Input for this task
-=-=-
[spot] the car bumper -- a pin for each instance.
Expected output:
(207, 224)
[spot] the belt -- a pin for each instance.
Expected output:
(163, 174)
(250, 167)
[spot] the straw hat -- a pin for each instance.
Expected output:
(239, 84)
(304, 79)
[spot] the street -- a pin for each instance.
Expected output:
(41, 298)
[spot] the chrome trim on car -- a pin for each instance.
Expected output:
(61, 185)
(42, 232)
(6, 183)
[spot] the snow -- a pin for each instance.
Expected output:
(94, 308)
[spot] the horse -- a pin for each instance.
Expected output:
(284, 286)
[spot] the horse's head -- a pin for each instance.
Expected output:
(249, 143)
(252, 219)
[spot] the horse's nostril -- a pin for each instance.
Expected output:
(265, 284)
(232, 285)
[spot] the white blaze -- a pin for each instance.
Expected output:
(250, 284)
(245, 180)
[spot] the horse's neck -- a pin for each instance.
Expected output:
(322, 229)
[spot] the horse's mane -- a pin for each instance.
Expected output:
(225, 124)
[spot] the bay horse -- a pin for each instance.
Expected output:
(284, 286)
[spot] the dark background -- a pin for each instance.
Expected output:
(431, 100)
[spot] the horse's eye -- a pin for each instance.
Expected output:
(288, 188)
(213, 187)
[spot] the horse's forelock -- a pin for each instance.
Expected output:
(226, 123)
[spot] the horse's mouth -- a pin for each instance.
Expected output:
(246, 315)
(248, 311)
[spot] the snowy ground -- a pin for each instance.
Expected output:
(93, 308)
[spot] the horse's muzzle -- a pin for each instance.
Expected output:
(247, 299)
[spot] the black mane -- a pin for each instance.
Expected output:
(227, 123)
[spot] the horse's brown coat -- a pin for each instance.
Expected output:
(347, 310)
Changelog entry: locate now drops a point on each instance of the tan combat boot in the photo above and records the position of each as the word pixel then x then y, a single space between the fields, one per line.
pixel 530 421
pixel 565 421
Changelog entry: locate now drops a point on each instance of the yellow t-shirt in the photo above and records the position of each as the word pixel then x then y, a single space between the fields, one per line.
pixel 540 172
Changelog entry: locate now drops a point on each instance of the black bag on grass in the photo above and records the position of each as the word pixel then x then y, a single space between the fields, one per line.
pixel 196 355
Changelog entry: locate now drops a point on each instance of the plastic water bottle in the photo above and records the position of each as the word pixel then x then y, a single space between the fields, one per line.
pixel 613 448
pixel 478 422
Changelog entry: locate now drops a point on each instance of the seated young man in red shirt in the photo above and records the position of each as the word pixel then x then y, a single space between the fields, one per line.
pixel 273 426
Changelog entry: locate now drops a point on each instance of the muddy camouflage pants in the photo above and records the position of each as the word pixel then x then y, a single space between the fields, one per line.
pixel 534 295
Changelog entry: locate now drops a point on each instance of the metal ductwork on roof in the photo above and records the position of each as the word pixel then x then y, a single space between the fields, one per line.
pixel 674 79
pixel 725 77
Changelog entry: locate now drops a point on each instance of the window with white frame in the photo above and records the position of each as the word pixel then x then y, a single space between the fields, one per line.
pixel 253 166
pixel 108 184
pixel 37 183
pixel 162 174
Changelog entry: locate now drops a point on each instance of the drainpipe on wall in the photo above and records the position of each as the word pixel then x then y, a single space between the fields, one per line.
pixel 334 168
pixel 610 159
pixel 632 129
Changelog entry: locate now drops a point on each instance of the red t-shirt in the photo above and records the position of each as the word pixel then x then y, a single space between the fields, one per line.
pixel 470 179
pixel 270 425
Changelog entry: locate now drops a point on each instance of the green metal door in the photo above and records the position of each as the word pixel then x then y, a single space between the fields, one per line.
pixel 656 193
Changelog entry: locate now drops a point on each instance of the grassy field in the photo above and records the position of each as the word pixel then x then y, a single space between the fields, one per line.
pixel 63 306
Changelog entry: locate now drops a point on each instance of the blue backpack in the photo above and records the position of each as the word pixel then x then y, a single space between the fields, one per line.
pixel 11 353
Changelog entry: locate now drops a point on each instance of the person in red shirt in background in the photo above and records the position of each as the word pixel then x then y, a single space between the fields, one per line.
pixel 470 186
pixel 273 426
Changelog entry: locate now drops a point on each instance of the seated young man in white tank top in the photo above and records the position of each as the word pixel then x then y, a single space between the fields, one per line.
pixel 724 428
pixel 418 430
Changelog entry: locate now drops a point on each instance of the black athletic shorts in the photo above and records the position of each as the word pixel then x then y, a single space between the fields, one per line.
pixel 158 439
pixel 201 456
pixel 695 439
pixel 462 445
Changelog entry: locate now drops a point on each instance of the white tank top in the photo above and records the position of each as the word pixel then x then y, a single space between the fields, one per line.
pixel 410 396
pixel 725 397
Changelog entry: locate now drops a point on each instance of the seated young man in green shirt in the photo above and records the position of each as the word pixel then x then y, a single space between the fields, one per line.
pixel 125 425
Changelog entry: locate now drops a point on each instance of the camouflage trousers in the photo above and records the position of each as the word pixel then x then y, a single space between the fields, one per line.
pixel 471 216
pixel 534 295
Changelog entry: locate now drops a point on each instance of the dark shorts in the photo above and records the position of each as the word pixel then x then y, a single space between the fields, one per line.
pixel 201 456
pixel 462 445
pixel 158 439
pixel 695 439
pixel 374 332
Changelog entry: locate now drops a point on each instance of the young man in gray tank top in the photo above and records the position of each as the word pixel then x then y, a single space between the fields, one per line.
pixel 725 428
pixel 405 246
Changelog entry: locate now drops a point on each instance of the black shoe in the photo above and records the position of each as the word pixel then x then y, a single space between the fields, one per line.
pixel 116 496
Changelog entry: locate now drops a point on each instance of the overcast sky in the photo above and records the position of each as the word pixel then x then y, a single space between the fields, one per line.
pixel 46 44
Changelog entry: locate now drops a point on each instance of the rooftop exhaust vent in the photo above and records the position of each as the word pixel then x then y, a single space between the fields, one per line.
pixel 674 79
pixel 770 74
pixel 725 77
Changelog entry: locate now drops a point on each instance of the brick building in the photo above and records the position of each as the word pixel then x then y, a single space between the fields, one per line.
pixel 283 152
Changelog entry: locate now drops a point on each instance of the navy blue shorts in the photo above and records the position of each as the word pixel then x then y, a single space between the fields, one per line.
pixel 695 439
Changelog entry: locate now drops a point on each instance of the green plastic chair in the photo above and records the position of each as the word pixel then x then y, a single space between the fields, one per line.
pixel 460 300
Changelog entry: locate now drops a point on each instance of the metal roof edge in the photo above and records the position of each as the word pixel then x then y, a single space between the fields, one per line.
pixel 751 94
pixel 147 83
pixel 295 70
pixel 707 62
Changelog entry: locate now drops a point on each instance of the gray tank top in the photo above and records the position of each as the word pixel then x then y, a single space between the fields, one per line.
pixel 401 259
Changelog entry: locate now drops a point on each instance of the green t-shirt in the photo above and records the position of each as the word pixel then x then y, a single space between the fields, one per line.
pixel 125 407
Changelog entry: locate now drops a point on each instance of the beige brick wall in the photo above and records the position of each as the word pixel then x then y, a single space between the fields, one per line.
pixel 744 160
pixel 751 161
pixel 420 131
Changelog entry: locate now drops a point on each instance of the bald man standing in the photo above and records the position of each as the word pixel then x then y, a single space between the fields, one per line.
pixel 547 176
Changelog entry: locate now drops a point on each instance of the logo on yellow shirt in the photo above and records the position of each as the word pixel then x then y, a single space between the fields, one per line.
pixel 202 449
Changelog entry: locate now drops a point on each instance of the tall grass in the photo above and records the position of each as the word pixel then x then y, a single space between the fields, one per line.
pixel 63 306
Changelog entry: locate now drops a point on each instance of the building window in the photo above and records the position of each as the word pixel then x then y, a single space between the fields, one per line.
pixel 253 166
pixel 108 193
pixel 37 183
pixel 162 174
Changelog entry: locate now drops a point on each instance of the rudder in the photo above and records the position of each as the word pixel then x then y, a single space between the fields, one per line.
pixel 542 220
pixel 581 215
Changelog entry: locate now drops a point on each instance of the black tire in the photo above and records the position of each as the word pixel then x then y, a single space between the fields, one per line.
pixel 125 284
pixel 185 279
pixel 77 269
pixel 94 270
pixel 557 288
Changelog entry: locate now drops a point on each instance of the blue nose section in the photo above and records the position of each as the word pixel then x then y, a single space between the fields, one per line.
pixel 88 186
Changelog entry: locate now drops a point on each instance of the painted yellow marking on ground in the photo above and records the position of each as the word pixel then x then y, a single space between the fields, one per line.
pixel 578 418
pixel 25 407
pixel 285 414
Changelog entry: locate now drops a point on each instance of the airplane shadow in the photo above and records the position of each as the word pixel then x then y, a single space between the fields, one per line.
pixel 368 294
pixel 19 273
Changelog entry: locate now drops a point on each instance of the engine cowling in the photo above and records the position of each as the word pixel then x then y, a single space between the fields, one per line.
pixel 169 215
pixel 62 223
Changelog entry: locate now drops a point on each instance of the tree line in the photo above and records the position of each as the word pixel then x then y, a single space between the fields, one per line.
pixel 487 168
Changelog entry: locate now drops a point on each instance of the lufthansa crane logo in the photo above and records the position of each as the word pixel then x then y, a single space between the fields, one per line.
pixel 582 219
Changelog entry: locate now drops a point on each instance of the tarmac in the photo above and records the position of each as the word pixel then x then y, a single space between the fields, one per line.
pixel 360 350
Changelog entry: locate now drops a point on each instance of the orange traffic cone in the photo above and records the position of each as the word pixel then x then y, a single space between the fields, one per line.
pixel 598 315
-=-=-
Stated task
Render the stretch from the first of the rows above through the line containing "pixel 565 421", including that line, as a JSON list of strings with one string per line, leaving out blank lines.

Exercise answer
[
  "[spot] the car bumper -- a pin for each instance.",
  "Expected output:",
  "(207, 224)",
  "[spot] the belt -- a pin for each instance.",
  "Expected output:",
  "(163, 174)",
  "(250, 167)",
  "[spot] the straw hat -- a pin for each instance.",
  "Expected output:",
  "(239, 84)",
  "(304, 79)",
  "[spot] the street -- a pin for each instance.",
  "Expected output:",
  "(41, 298)",
  "[spot] the chrome trim on car -- a pin for each instance.",
  "Expected output:",
  "(61, 185)",
  "(42, 232)",
  "(6, 183)",
  "[spot] the snow -- a pin for each instance.",
  "Expected output:",
  "(94, 308)",
  "[spot] the horse -- a pin for each instance.",
  "Expected output:",
  "(284, 286)",
  "[spot] the horse's head -- a pin for each instance.",
  "Expected output:",
  "(249, 143)",
  "(252, 219)",
  "[spot] the horse's nostril -- a pin for each instance.",
  "Expected output:",
  "(265, 284)",
  "(232, 285)",
  "[spot] the white blaze -- a pin for each instance.",
  "Expected output:",
  "(250, 284)",
  "(245, 180)",
  "[spot] the horse's neck -- a pin for each instance.",
  "Expected output:",
  "(322, 229)",
  "[spot] the horse's mane -- a pin for each instance.",
  "Expected output:",
  "(225, 124)",
  "[spot] the bay horse -- a pin for each instance.",
  "Expected output:",
  "(284, 286)",
  "[spot] the dark background -- a pin for each instance.",
  "Expected output:",
  "(431, 100)",
  "[spot] the horse's eye -- a pin for each instance.",
  "Expected output:",
  "(288, 188)",
  "(213, 187)",
  "[spot] the horse's forelock -- a pin for each instance.",
  "Expected output:",
  "(226, 123)",
  "[spot] the horse's mouth -- a pin for each instance.",
  "Expected output:",
  "(246, 315)",
  "(248, 311)",
  "[spot] the snowy ground -- a pin for each instance.",
  "Expected output:",
  "(93, 308)",
  "[spot] the horse's muzzle -- a pin for each instance.",
  "Expected output:",
  "(247, 299)",
  "[spot] the black mane -- a pin for each instance.",
  "Expected output:",
  "(227, 123)",
  "[spot] the horse's brown coat -- a pin for each instance.",
  "Expected output:",
  "(347, 310)",
  "Changelog entry: locate now drops a point on each instance of the tan combat boot in the photo above and records the position of each as the word pixel then x then y, a single space between the fields, one per line.",
  "pixel 530 421",
  "pixel 565 421"
]